Request:
Reproduce the whole listing, character for character.

start Provided information

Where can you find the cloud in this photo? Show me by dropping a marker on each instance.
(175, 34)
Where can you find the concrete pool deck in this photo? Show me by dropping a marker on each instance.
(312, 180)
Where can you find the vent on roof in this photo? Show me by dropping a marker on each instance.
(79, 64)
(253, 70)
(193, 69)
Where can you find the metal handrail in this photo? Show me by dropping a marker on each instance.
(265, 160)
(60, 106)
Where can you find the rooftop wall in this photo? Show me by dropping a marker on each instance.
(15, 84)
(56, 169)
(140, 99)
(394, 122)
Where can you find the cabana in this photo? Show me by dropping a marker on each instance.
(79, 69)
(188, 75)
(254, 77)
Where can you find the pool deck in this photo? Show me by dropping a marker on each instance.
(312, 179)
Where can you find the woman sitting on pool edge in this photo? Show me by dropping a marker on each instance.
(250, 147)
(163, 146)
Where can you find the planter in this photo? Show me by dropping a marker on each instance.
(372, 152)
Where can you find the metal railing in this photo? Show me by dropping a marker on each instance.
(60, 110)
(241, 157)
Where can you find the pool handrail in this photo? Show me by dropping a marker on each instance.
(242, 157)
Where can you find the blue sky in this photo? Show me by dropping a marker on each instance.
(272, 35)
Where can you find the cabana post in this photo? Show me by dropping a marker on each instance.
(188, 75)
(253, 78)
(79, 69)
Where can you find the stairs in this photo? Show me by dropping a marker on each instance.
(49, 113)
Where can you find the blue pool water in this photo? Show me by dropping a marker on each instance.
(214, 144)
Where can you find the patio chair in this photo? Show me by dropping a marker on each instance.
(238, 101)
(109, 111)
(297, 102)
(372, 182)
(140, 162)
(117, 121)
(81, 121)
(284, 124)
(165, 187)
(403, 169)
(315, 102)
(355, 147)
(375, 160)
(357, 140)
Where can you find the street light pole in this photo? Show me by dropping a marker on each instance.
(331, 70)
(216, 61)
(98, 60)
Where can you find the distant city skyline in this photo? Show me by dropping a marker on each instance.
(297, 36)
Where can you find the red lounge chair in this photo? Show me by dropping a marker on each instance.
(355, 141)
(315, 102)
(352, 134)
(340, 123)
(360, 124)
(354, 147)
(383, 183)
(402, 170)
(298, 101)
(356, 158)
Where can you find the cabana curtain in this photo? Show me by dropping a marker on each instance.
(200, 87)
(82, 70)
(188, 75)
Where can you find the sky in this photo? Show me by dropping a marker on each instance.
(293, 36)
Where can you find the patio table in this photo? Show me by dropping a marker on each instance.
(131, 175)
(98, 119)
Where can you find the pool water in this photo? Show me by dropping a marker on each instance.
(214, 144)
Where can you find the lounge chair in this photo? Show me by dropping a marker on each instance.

end Provided information

Answer to the exercise:
Where can you find the cloud in this photo? Show me by dropping a marker on each instance.
(175, 34)
Where can you find the concrete pool deck in this photo? Show me by dropping a marker on each instance.
(312, 180)
Where can you find the vent on roof in this photo? Show me by dropping a marker on each instance.
(79, 64)
(253, 70)
(193, 69)
Where can you find the metal handrail in this photo? Show me by dropping a marker on each instance.
(265, 160)
(60, 106)
Where can you find the rooftop wall in this photo? Show me by dropping a marker on each instance.
(15, 84)
(56, 169)
(140, 99)
(394, 122)
Where can you find the cabana in this photo? Show me by dropping a marker on each instance.
(79, 69)
(188, 75)
(254, 77)
Where can you find the pool deck in this photo? Show me by dropping a marker on each instance.
(312, 179)
Where can you find the woman sitting on pool edge in this photo? Show me by dropping a marker on each instance.
(250, 147)
(163, 146)
Where can you find the planter in this photo? Show me by dropping a marker on each instance.
(372, 152)
Where can you find the metal railing in this photo? Show me by dropping a marker on each instance.
(60, 110)
(241, 157)
Where can you find the pool handrail in this photo? Show me by dropping a marker on each instance.
(242, 157)
Where can you find the blue sky in this photo? Show me by dropping a marker on each instance.
(272, 35)
Where can you find the cabana post in this photo? Show me by dropping a marker on each instance.
(188, 75)
(253, 78)
(79, 69)
Where can you find the stairs in this photo? Show me by dropping a marker on each instance.
(49, 113)
Where can you find the blue pool water in this photo? Show me by dropping a marker on each instance.
(214, 144)
Where can you find the patio chair in this photo? Show me by dropping a marker on each instance.
(238, 101)
(109, 111)
(297, 102)
(372, 182)
(140, 162)
(117, 121)
(81, 121)
(284, 124)
(165, 187)
(403, 169)
(315, 102)
(355, 147)
(375, 160)
(357, 140)
Where can you find the street light pole in this photo? Show me by dropping a marker on each instance.
(331, 70)
(216, 61)
(98, 60)
Where can you find the distant city skyline in this photo? Show me by dropping a marker on each instance.
(297, 36)
Where can you find the red lounge chair in this photo? Show me by dropping a marker on each instance.
(355, 141)
(315, 102)
(352, 134)
(340, 123)
(360, 124)
(354, 147)
(383, 183)
(402, 170)
(298, 101)
(356, 158)
Where can you find the cabana curtain in this photo? Show me by dropping a marker on each instance.
(200, 87)
(82, 70)
(188, 75)
Where can you find the sky in this photo? Show me by dropping a marker on each instance.
(293, 36)
Where can you find the patio table in this photo? Show me by dropping a marker on each instance.
(131, 175)
(98, 119)
Where can you find the pool water in this photo? Show me by dropping a marker on each instance.
(214, 144)
Where can you find the lounge chair in this photo? Show me by dropping a marker on each instance.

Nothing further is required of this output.